» SERIE DI ESERCIZI
- A) Riscrivi l'articolo sui bambini malati terminali da "I bambini terminali" fino a "la loro vita." compreso, mettendo "Area Critica" al posto di "Area Rossa".
- B) Secondo l'articolo sui bambini malati terminali, in quale ospedale Corrado Cecchetti è responsabile dell'«Area Rossa»?
- C) Continua l'articolo sui bambini malati terminali, partendo subito dopo l'ultima frase riportata.

I bambini terminali chiedono di non soffrire. Il medico: "Non tutto si guarisce ma tutto si cura"

«Voglio andare a casa», «non voglio sentire dolore», «voglio giocare», «voglio stare con mamma e papà»: è questo quello che chiedono i bambini che stanno molto male, anche negli ultimi giorni di vita. È il desiderio di normalità quello che i piccoli esprimono anche negli ultimi giorni della loro esistenza dove il concetto e la consapevolezza della morte è molto distante da quello degli adulti. A raccontarlo è Corrado Cecchetti, Responsabile della così detta «Area Rossa» dell’ospedale pediatrico Bambino Gesù, dove i medici lavorano soprattutto per la rianimazione ma anche per l’assistenza e la lotta al dolore nei piccoli pazienti che stanno finendo la loro vita.

Un racconto che apre una finestra su un mondo, quello dei malati terminali pediatrici, al centro del dibattito dopo la notizia del primo caso di eutanasia su un bambino in Belgio. Non sono quindi i piccoli a pensare alla morte ma, a volte, qualche richiesta arriva, da parte dei genitori, soprattutto di fronte ad una malattia molto lunga come alcune forme neurodegenerative.

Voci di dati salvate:
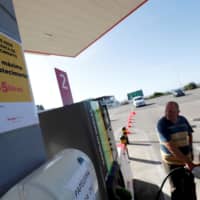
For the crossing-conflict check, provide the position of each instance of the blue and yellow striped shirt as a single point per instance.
(178, 134)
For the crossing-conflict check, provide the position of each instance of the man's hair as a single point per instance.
(174, 103)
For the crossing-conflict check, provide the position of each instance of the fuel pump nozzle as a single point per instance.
(196, 172)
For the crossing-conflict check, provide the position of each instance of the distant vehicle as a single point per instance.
(134, 94)
(178, 93)
(110, 101)
(139, 101)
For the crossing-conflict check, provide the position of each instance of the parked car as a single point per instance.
(178, 93)
(138, 101)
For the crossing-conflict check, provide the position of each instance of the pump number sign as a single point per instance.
(16, 103)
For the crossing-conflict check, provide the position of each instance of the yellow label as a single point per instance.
(14, 83)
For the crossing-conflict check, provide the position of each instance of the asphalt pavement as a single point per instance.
(145, 161)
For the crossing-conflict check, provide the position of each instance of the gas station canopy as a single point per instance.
(67, 27)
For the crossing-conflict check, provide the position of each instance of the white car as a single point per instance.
(139, 101)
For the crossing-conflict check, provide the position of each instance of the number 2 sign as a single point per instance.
(64, 87)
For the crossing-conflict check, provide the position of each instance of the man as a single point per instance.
(175, 135)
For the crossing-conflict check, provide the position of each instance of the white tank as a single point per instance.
(69, 175)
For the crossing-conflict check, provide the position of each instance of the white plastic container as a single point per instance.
(70, 175)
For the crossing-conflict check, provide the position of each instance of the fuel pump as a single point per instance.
(195, 171)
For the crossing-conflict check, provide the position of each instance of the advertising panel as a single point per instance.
(16, 102)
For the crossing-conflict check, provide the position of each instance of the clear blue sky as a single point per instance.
(157, 48)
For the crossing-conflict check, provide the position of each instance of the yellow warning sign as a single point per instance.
(14, 82)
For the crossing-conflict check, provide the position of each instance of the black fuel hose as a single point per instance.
(170, 173)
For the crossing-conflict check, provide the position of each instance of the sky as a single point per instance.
(155, 49)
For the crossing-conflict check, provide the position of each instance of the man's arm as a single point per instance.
(179, 155)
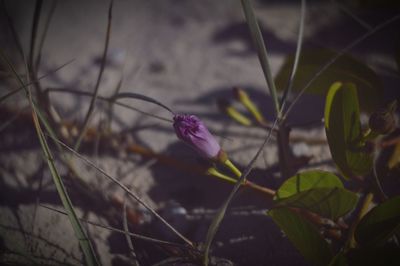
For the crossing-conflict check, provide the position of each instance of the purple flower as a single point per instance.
(193, 132)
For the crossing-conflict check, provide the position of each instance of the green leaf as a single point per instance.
(303, 235)
(343, 130)
(339, 260)
(327, 202)
(380, 223)
(307, 180)
(344, 68)
(388, 255)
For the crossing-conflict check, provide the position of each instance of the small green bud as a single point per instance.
(383, 121)
(242, 96)
(226, 107)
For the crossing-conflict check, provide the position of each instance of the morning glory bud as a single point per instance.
(193, 132)
(383, 121)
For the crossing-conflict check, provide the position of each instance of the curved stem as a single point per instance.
(233, 168)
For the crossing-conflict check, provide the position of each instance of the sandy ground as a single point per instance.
(185, 54)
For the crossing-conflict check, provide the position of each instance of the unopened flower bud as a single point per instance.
(193, 132)
(383, 121)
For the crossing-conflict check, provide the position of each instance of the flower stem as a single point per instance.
(262, 189)
(214, 172)
(232, 167)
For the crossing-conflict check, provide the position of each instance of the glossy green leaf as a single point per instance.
(345, 67)
(380, 223)
(307, 180)
(343, 130)
(328, 202)
(304, 236)
(387, 255)
(339, 260)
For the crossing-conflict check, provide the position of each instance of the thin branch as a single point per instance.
(125, 188)
(96, 88)
(127, 236)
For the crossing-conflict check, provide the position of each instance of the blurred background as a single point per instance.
(186, 54)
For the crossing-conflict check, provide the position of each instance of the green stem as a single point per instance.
(214, 172)
(351, 242)
(233, 168)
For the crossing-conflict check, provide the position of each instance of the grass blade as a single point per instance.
(42, 39)
(261, 49)
(96, 88)
(136, 236)
(89, 94)
(297, 56)
(128, 238)
(140, 97)
(9, 94)
(125, 188)
(212, 230)
(84, 242)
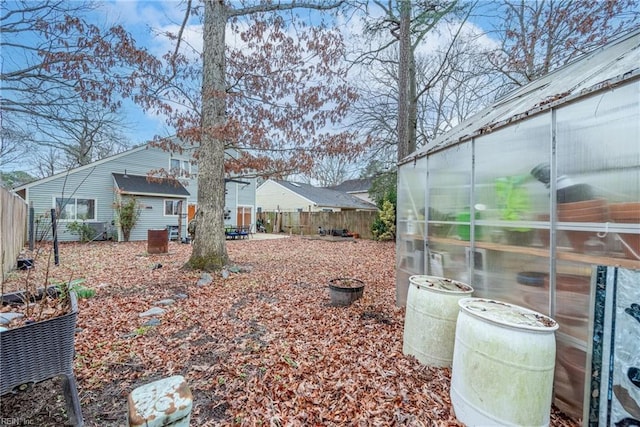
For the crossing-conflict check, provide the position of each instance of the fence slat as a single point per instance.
(308, 222)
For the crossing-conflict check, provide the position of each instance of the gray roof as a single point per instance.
(602, 69)
(137, 184)
(326, 197)
(353, 185)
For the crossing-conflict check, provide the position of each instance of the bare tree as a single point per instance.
(407, 23)
(538, 36)
(87, 133)
(54, 61)
(273, 101)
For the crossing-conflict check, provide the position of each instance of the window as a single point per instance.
(74, 209)
(172, 207)
(180, 168)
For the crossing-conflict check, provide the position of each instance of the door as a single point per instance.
(191, 211)
(243, 217)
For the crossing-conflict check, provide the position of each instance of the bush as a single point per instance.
(384, 227)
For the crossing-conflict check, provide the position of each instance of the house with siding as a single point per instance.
(89, 193)
(282, 196)
(356, 187)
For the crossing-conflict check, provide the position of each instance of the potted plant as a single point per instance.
(514, 205)
(37, 343)
(345, 290)
(127, 215)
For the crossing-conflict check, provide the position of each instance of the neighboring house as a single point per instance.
(356, 187)
(88, 194)
(274, 195)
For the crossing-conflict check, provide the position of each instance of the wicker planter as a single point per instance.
(39, 351)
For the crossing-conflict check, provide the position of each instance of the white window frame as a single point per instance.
(71, 207)
(174, 207)
(182, 170)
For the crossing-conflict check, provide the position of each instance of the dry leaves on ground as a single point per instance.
(263, 346)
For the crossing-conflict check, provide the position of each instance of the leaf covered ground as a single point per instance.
(261, 347)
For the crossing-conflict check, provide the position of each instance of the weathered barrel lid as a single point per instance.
(507, 314)
(441, 284)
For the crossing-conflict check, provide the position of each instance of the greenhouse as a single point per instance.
(535, 201)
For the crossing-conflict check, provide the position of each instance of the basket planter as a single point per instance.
(345, 290)
(40, 351)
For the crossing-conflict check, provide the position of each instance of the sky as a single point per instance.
(144, 19)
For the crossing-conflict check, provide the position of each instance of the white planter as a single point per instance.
(430, 318)
(503, 364)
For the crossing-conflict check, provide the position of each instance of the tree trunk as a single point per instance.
(209, 248)
(403, 79)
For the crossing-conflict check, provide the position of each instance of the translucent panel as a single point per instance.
(410, 245)
(449, 192)
(509, 196)
(598, 159)
(411, 198)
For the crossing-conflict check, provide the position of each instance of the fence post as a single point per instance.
(54, 226)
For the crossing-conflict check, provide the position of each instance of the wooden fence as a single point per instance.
(13, 220)
(307, 223)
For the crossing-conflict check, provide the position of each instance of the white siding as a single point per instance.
(271, 196)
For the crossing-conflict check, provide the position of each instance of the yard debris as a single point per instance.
(254, 348)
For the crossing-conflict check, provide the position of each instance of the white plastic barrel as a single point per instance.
(503, 364)
(430, 318)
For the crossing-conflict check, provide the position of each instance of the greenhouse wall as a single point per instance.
(525, 214)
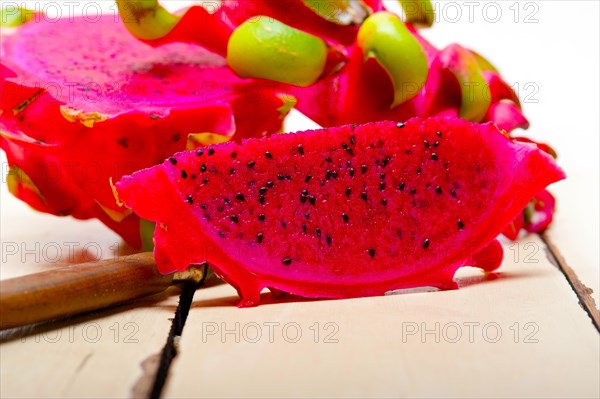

» SOLUZIONI
- A)
I bambini terminali chiedono di non soffrire. Il medico: "Non tutto si guarisce ma tutto si cura"

«Voglio andare a casa», «non voglio sentire dolore», «voglio giocare», «voglio stare con mamma e papà»: è questo quello che chiedono i bambini che stanno molto male, anche negli ultimi giorni di vita. È il desiderio di normalità quello che i piccoli esprimono anche negli ultimi giorni della loro esistenza dove il concetto e la consapevolezza della morte è molto distante da quello degli adulti. A raccontarlo è Corrado Cecchetti, Responsabile della così detta «Area Critica» dell’ospedale pediatrico Bambino Gesù, dove i medici lavorano soprattutto per la rianimazione ma anche per l’assistenza e la lotta al dolore nei piccoli pazienti che stanno finendo la loro vita.

- B) All'ospedale pediatrico Bambino Gesù.

- C)
«Ogni bambino anche quando non è guaribile è sempre curabile - spiega il medico - ma serve un approccio palliativo vero, un controllo della sofferenza che deve essere totale. Va gestito il dolore fisico ma anche quello psichico. I bambini a volte per non vedere la sofferenza dei genitori nascondono la propria sofferenza». Un circolo che Cecchetti definisce di «reciproche pietose bugie dove il bambino non dice tutta la verità alla mamma e al papà per non vederli tristi».

Il primo obiettivo è quindi quello di usare tutte le risorse per evitare il dolore: un lavoro che prevede la partecipazione di più specialisti, compresi gli oncologi quando il bambino soffre appunto di tumore, ha spiegato il medico. «Bisogna usare tutte le carte possibili nei tempi giusti per arrivare in estremo alla sedazione palliativa». Una opportunità che resta per i casi estremi quando il dolore e l’angoscia non è più sostenibile. Allora e solo in quel caso il malato viene aiutato con un sonno che «paradosalmente può allungare di qualche giorno la vita, anche se l’obiettivo ultimo non è questo, ma è quello di mantenere un equilibrio perfetto dove si evita l’accanimento terapeautico».